• **Task objective**: Extract every line below that contains the word "pine" and copy each one in full. Letter case counts.

(A block of data)
○ ○ ○ ○
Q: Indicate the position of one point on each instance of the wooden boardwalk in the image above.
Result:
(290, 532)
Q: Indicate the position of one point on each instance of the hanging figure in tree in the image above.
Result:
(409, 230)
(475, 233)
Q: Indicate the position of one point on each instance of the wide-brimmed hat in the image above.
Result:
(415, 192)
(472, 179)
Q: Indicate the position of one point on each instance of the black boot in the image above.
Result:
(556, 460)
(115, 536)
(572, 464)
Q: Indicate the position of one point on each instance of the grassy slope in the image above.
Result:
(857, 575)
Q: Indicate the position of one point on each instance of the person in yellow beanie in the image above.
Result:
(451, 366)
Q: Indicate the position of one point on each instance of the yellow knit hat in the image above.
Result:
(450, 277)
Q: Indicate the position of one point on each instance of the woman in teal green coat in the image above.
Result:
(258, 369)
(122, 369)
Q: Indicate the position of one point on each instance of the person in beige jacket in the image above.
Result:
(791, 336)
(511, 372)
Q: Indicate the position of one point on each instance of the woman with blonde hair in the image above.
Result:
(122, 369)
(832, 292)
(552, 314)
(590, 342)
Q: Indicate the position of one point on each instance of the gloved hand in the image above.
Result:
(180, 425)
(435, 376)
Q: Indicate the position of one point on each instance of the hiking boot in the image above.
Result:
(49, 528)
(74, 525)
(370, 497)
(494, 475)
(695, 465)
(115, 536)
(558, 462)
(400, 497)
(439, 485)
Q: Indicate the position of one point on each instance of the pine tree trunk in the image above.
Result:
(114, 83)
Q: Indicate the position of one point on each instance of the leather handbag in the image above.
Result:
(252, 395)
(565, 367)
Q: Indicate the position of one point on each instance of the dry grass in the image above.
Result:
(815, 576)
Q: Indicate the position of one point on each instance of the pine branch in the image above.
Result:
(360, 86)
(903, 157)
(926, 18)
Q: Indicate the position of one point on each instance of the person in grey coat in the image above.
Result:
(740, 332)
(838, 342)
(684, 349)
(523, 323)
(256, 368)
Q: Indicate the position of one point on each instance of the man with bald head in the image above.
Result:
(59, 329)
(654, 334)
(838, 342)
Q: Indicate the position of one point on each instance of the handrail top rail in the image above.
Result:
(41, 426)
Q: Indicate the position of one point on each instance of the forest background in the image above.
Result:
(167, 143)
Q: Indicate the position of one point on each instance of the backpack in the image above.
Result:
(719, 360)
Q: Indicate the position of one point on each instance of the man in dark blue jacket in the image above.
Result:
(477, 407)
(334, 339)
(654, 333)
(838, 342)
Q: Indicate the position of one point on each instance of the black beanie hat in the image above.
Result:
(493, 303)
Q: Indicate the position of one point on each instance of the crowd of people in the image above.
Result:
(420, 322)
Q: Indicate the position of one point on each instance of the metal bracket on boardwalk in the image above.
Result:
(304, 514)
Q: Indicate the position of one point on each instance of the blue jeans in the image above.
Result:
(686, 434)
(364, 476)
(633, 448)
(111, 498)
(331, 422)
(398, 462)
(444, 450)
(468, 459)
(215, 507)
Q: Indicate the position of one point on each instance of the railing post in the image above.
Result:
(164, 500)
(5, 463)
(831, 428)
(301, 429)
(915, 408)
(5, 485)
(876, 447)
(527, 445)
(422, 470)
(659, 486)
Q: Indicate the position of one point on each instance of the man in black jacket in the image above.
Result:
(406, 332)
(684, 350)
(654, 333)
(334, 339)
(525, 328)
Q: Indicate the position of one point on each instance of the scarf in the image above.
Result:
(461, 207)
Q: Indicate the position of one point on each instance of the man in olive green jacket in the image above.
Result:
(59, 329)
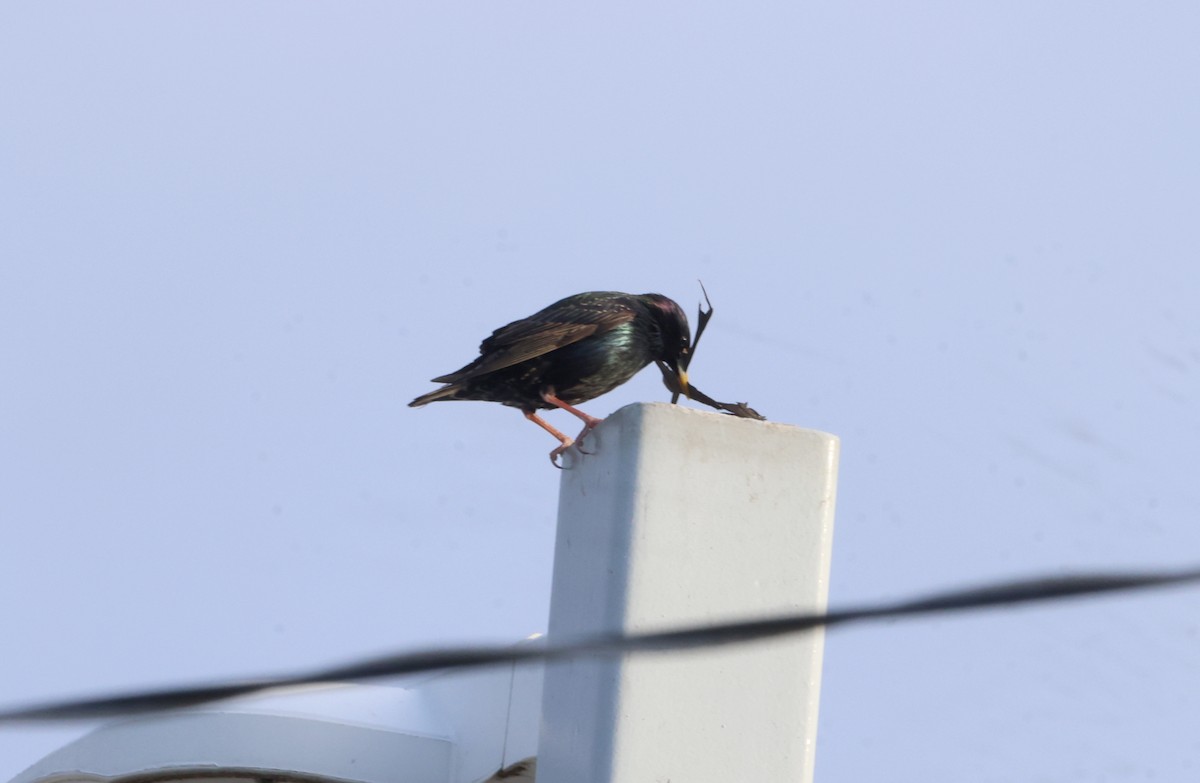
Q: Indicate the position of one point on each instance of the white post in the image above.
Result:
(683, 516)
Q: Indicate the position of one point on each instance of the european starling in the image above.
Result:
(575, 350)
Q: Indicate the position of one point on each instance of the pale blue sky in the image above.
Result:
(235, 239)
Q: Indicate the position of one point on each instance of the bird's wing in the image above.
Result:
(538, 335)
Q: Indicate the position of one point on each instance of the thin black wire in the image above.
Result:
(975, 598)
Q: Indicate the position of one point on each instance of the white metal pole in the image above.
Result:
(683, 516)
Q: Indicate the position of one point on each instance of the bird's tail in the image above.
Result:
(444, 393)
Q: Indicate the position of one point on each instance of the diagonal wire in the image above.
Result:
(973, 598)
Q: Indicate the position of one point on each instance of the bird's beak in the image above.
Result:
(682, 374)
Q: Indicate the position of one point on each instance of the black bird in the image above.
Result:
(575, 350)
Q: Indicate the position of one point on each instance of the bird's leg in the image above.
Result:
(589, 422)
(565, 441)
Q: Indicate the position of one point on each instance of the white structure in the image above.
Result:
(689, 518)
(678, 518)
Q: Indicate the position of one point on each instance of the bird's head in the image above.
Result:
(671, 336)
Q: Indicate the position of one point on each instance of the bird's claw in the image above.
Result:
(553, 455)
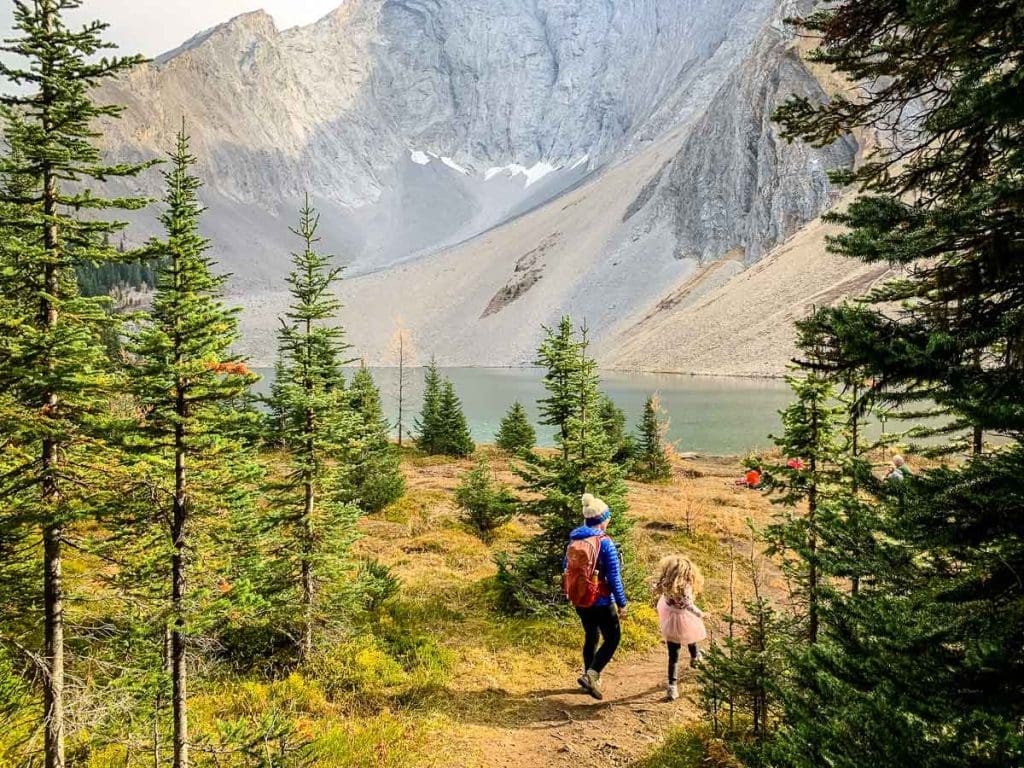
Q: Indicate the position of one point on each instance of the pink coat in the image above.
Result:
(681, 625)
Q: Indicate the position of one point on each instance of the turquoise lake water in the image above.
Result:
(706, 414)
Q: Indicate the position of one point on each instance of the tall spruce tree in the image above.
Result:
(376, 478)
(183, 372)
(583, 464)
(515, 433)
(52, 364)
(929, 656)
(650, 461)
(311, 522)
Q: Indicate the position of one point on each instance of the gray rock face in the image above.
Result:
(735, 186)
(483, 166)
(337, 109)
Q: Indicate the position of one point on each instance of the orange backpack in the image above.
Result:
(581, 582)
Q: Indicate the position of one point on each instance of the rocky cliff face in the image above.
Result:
○ ○ ○ ○
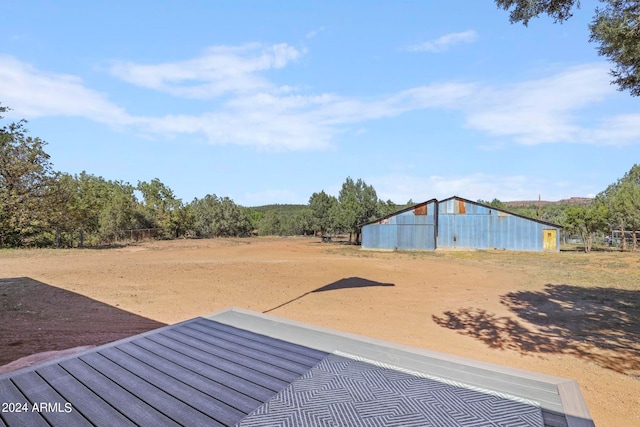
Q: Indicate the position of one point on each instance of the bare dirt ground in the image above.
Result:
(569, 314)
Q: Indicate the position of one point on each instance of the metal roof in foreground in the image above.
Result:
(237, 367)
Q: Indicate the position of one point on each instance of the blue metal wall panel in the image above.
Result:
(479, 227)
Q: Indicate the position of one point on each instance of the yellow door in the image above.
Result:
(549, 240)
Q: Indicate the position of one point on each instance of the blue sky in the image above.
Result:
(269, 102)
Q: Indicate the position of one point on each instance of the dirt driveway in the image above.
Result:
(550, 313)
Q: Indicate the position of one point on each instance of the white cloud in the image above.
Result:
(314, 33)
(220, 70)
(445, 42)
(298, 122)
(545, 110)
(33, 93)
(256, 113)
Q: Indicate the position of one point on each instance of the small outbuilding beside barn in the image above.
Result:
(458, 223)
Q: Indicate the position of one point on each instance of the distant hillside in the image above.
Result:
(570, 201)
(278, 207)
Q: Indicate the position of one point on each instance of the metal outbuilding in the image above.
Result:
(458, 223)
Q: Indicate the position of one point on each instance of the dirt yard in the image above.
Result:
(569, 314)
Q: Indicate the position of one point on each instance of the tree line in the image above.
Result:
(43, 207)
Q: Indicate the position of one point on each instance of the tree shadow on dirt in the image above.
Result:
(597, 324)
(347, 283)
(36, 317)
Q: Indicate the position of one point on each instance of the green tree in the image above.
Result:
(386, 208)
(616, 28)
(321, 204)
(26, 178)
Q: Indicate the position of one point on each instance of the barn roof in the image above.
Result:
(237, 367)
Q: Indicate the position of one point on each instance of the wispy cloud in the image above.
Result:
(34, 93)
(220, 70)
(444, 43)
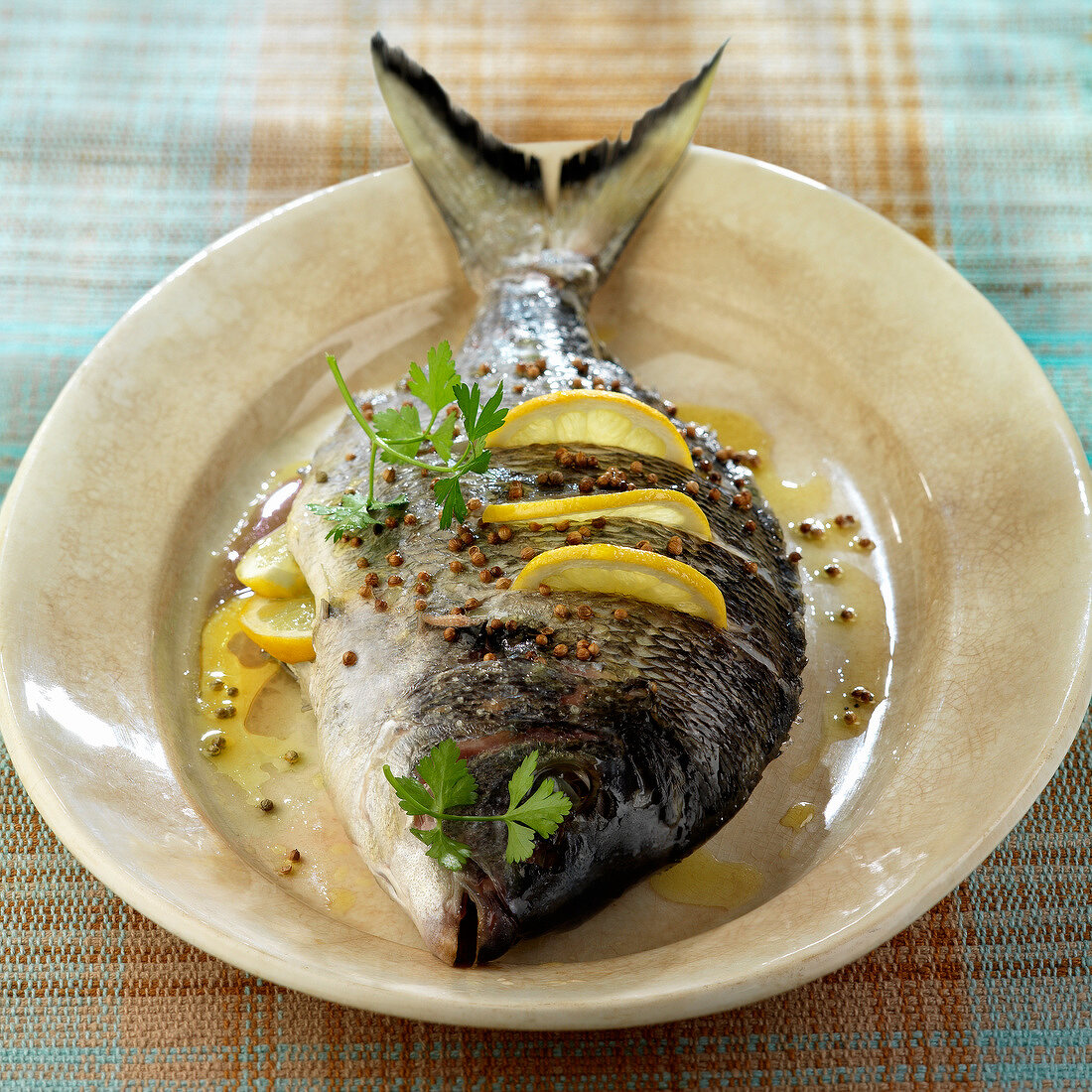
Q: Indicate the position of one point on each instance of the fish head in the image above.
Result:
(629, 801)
○ ○ ○ ○
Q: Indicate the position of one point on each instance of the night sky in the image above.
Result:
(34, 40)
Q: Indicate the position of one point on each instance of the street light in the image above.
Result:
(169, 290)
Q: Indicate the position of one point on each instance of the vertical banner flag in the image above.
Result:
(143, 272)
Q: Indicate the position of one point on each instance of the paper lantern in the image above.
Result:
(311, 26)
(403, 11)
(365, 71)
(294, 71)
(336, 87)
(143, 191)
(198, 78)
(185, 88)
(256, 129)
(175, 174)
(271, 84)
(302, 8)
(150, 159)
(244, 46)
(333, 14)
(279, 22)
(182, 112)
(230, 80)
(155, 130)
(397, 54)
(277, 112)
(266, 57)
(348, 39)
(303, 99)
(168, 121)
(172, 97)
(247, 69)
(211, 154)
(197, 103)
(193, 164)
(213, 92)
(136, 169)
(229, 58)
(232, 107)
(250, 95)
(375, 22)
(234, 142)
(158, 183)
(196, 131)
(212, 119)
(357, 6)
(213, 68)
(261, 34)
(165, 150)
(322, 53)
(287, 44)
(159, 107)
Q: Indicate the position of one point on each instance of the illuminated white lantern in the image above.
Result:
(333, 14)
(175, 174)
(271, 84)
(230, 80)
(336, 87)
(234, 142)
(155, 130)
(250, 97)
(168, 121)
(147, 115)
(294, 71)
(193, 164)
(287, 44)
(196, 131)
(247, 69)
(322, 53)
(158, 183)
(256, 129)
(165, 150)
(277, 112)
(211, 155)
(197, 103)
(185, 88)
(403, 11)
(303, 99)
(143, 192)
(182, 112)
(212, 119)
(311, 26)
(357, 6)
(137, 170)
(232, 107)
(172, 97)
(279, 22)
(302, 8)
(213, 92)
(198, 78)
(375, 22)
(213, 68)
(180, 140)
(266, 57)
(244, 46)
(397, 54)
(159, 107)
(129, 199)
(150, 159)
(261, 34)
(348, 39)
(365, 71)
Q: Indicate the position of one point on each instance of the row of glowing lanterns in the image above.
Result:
○ ○ ○ ○
• **Answer in full**:
Q: Indicate the position of one point on each instance of the pine tree trunk in the image above.
Q: Indicate the position of one point on each instance of the pine branch in the image above.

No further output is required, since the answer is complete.